§ WRITTEN REQUEST:
Return only the lines starting at the line that contains "of man walking" and ending with the final line of the listing; include both endpoints.

__________

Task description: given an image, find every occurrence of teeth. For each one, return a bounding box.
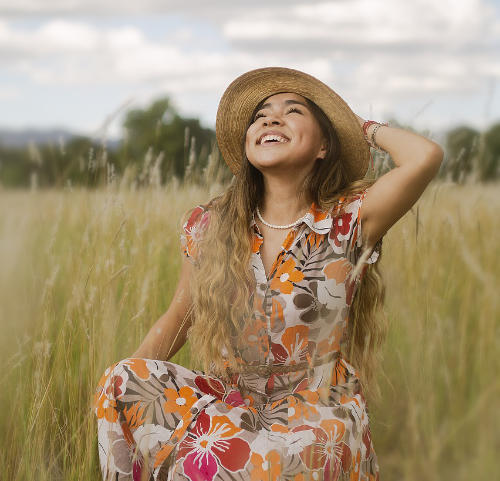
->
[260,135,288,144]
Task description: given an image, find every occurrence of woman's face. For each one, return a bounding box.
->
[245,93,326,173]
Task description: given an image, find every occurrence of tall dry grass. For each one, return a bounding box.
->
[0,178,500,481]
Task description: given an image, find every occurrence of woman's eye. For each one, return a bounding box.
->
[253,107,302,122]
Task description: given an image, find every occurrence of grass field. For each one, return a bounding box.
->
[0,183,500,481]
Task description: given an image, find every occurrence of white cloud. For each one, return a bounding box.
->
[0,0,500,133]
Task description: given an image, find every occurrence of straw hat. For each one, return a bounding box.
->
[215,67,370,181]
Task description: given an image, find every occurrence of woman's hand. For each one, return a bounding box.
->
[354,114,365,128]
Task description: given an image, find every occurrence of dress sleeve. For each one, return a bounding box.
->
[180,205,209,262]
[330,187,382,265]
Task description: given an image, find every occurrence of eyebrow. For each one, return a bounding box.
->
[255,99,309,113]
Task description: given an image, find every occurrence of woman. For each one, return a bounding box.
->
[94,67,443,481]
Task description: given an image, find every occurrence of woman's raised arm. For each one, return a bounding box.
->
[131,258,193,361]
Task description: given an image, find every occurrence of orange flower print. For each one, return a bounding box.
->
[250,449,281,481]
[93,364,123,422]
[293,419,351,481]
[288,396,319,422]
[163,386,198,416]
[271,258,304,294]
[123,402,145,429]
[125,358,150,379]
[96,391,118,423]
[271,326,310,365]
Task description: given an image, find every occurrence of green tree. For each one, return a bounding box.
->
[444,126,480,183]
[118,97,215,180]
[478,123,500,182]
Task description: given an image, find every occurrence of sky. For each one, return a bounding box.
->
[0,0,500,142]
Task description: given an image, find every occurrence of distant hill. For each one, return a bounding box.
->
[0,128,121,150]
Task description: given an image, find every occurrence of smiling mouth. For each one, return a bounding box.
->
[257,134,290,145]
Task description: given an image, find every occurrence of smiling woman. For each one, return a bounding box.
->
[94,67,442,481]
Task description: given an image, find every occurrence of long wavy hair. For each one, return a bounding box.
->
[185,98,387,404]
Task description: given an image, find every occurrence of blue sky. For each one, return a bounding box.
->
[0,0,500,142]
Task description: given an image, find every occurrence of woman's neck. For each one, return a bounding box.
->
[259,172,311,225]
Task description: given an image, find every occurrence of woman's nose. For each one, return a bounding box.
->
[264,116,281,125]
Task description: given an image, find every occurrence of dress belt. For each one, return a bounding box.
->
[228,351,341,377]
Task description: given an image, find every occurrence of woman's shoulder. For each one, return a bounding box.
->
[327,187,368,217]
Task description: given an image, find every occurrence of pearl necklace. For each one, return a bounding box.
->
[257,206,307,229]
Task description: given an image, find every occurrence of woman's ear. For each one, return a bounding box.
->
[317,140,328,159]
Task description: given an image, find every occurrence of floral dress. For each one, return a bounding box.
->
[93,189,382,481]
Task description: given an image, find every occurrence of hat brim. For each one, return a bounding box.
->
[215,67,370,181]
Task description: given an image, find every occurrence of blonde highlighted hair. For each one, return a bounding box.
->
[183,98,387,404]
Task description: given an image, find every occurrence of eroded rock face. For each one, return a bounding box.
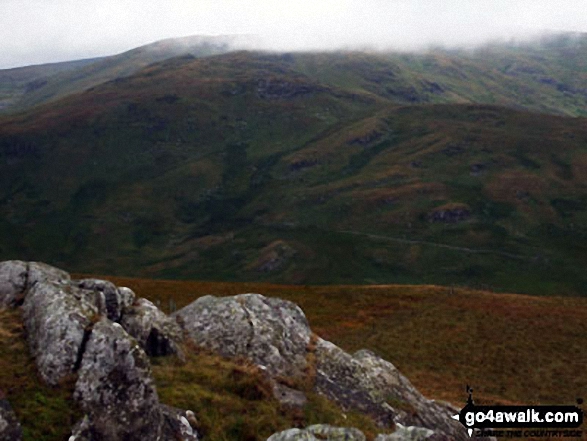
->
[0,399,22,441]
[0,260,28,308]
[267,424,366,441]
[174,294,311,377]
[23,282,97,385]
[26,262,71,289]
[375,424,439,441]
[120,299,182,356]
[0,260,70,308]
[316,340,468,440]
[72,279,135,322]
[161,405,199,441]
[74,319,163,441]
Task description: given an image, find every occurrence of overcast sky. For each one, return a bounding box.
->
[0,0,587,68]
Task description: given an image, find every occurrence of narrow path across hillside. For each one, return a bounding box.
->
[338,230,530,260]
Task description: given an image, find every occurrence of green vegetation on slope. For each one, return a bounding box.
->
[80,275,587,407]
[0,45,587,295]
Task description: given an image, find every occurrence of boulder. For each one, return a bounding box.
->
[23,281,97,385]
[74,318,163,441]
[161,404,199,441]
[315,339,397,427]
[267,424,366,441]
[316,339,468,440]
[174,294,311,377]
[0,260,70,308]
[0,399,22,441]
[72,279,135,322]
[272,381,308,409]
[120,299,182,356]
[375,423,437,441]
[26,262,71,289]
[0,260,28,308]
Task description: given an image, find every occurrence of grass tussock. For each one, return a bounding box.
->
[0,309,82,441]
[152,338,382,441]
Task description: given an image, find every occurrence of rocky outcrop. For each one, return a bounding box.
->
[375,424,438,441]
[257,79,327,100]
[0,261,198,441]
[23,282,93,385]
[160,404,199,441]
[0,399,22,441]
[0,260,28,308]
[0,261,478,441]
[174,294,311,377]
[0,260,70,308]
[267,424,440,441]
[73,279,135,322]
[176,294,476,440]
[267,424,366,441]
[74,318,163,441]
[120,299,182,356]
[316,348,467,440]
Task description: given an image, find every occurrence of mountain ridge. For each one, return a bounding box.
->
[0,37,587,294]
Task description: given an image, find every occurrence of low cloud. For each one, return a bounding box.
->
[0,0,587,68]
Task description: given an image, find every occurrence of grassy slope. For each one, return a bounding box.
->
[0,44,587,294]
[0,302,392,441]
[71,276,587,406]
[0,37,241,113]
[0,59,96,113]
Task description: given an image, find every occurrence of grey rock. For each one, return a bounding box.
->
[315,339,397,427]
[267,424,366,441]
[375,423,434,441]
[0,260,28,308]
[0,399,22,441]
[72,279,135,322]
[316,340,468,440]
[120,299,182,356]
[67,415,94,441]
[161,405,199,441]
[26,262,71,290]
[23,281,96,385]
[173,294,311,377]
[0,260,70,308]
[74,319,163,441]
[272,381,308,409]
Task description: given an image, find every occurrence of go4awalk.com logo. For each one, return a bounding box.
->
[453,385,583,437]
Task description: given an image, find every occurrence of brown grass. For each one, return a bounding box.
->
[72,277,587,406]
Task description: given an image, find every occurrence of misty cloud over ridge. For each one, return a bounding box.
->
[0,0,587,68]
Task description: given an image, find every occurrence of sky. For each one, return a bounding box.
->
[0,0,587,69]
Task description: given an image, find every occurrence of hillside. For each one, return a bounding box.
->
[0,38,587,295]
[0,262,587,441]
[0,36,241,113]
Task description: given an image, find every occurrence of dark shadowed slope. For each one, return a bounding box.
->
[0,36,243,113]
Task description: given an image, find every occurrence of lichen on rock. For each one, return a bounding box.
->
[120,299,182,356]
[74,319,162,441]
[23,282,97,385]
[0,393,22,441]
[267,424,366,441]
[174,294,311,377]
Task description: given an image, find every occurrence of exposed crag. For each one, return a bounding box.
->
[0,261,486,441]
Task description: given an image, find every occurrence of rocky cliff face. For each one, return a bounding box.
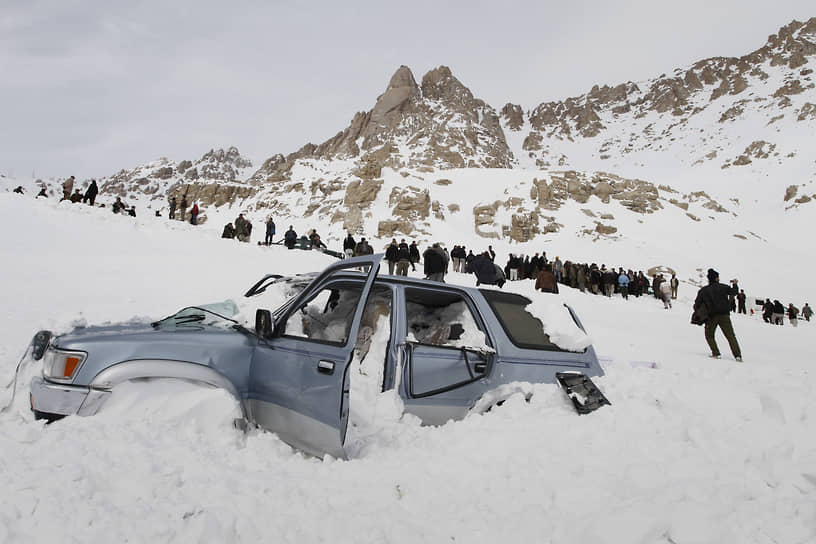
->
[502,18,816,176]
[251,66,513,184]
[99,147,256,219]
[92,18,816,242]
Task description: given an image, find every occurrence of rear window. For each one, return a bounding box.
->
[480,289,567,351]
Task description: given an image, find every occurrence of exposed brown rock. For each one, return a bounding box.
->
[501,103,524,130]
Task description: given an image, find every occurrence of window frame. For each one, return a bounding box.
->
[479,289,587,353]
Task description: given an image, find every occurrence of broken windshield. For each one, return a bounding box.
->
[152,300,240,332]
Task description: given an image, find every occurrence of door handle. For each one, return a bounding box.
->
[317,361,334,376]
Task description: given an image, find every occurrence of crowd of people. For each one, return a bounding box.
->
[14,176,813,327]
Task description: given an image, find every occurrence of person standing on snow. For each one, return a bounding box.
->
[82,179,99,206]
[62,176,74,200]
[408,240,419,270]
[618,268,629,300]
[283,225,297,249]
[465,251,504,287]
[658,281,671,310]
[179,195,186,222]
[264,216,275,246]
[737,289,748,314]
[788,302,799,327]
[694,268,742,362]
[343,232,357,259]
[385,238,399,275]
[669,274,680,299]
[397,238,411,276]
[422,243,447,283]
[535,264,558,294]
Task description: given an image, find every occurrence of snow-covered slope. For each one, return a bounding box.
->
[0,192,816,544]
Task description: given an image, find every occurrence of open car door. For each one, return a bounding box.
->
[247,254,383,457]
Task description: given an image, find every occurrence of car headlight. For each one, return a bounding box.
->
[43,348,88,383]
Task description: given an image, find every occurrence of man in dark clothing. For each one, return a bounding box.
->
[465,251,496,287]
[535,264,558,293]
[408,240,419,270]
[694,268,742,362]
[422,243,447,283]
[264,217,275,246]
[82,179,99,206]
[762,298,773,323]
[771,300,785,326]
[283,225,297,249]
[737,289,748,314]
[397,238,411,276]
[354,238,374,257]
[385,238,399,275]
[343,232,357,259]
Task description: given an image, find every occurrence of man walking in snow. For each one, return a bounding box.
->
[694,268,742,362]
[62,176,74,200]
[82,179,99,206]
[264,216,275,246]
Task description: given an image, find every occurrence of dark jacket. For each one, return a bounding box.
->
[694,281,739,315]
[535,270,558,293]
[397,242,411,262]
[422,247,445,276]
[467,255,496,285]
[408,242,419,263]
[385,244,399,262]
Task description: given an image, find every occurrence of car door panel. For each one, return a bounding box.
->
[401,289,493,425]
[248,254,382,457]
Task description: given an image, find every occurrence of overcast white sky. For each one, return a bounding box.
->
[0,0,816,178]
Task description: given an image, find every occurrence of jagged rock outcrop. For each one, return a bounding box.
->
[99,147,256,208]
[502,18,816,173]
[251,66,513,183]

__________

§ RESPONSE:
Task description: given an image, find every occurrence of man walking in snow. For each one, return a bounding box.
->
[694,268,742,362]
[62,176,74,200]
[82,179,99,206]
[264,216,275,246]
Task description: given an image, find every occurrence of dark jacket. For each one, return a bounding box.
->
[694,281,739,315]
[535,270,558,293]
[397,242,411,262]
[422,247,445,276]
[467,255,496,285]
[408,242,419,263]
[385,244,399,262]
Task description: given an image, find every occurrence of car door panel. For each one, return a bounding box.
->
[401,289,493,425]
[248,254,382,457]
Task description: given an image, find every occurrence of overcast white sky. For each one, return a bounding box.
->
[0,0,816,178]
Task description: given an image, find every occurrence of jagged rock outcrop. For each one, return a bounding box.
->
[99,147,256,208]
[502,18,816,173]
[251,66,513,183]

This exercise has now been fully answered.